### SHORT PROBLEM:
Copy out the rows from the line with "task: trace the outline of every instance of the red rock" through the last row, changing "red rock cliff" to "sandstone cliff" and leaving everything else the same.

[Segmentation dataset rows]
* start *
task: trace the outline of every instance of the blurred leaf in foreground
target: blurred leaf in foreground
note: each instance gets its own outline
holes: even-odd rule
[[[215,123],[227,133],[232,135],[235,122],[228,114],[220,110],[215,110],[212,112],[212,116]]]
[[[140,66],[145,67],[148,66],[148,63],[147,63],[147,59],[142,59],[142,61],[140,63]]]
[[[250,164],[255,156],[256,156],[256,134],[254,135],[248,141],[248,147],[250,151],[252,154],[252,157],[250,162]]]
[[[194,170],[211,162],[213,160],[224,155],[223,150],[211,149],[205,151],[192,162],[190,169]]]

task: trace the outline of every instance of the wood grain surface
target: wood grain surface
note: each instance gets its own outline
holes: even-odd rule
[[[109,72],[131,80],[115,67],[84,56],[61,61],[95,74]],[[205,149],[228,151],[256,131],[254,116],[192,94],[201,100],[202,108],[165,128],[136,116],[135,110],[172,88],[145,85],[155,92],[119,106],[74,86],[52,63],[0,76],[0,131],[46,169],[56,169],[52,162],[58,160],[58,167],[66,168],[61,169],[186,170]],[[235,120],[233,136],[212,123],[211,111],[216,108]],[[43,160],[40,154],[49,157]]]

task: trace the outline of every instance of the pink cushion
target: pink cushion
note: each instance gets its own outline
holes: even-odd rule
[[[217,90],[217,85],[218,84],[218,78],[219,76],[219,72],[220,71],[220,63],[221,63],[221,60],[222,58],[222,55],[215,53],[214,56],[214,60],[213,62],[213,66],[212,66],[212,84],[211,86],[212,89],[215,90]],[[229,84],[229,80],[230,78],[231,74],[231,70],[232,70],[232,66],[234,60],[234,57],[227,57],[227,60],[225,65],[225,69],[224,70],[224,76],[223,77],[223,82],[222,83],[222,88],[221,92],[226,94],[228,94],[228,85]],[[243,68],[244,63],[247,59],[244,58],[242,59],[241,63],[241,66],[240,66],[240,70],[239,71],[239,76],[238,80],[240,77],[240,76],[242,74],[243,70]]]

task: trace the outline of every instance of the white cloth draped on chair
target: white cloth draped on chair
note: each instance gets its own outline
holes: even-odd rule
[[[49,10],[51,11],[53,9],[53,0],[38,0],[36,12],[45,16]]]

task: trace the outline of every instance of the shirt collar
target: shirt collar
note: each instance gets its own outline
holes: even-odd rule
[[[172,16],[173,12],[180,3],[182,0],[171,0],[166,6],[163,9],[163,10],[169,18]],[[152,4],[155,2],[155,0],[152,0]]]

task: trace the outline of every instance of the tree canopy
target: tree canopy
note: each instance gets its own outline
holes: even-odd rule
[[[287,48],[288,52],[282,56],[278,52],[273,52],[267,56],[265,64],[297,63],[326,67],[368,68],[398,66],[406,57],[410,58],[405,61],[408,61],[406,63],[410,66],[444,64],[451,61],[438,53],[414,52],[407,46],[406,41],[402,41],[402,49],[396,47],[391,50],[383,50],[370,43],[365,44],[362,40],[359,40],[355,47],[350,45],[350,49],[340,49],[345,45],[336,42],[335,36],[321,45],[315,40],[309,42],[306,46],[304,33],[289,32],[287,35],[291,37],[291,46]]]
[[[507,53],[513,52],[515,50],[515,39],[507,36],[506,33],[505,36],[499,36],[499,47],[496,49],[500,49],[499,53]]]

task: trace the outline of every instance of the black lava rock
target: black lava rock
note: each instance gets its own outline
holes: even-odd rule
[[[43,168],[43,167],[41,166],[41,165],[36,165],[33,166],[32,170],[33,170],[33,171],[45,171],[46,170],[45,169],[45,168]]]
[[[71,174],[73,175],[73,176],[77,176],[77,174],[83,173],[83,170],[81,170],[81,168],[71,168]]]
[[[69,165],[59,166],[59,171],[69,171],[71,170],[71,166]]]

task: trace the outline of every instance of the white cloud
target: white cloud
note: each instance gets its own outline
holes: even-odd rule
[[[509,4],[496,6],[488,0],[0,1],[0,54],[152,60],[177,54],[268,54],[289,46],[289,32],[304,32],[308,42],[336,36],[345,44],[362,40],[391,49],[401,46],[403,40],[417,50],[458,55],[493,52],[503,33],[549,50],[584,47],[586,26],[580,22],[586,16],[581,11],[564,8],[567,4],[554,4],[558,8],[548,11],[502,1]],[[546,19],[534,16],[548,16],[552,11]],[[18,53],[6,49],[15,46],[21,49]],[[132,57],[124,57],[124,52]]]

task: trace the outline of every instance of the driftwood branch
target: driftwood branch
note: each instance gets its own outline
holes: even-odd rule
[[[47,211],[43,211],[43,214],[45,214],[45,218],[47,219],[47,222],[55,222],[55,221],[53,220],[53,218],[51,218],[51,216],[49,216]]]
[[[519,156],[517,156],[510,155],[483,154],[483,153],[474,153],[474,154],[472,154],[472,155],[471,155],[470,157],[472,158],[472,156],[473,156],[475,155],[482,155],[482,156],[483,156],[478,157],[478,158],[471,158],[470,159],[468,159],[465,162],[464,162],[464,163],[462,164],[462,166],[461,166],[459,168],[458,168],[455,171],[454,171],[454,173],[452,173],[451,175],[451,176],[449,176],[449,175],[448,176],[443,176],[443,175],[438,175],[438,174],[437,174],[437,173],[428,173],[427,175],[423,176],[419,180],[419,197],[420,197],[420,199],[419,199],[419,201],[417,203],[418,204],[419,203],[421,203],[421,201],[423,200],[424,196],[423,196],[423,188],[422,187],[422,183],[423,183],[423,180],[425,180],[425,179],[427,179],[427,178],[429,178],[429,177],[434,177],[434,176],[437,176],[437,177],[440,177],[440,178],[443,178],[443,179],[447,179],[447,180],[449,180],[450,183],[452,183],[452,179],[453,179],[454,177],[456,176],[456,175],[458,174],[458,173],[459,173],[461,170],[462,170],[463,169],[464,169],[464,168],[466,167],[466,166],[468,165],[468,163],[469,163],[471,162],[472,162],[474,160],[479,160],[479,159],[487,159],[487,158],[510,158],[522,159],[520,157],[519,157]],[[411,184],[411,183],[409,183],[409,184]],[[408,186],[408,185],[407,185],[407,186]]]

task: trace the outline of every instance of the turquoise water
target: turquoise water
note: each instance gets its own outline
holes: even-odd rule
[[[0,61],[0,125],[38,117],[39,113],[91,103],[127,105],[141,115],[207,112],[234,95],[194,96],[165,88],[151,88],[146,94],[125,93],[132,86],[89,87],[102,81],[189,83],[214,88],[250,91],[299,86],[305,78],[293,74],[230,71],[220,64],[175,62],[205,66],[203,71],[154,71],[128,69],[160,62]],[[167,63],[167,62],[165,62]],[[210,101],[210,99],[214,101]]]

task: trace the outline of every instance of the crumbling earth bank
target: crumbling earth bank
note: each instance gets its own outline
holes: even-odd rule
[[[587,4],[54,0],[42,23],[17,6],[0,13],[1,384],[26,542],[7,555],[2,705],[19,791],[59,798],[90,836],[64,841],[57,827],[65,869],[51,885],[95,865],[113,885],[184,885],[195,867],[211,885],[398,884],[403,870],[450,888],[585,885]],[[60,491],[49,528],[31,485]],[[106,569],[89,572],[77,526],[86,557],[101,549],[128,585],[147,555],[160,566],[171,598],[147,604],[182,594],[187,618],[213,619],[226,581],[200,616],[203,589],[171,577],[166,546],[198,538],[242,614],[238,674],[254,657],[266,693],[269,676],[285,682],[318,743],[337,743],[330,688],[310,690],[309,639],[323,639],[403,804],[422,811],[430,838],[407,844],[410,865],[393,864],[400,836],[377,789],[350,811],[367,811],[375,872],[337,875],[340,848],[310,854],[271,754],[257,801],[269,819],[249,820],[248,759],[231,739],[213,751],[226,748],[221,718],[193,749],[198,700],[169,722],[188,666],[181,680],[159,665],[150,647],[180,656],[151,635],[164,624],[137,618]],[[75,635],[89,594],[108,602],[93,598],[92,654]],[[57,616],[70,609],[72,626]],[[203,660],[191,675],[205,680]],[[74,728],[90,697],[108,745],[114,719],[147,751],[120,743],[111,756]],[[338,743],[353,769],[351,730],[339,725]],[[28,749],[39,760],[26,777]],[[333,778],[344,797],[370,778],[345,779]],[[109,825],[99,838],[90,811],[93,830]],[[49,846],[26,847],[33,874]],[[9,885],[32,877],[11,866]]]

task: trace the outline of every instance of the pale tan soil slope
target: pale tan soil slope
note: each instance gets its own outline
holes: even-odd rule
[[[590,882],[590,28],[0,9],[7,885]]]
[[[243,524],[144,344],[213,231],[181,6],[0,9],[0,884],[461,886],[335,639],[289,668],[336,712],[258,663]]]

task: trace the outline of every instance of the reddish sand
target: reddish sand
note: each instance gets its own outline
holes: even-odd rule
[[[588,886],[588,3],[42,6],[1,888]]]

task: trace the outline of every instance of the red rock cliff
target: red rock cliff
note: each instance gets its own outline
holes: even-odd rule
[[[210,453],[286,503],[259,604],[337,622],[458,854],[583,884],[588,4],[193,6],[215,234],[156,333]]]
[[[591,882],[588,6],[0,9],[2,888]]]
* end *
### FINISHED TASK:
task: trace the outline of every instance of the sandstone cliff
target: sandstone cliff
note: each instance gets its own outline
holes: even-odd rule
[[[210,453],[286,503],[259,604],[337,622],[458,854],[583,884],[588,4],[193,6],[215,234],[156,333]]]
[[[591,882],[588,6],[0,9],[2,888]]]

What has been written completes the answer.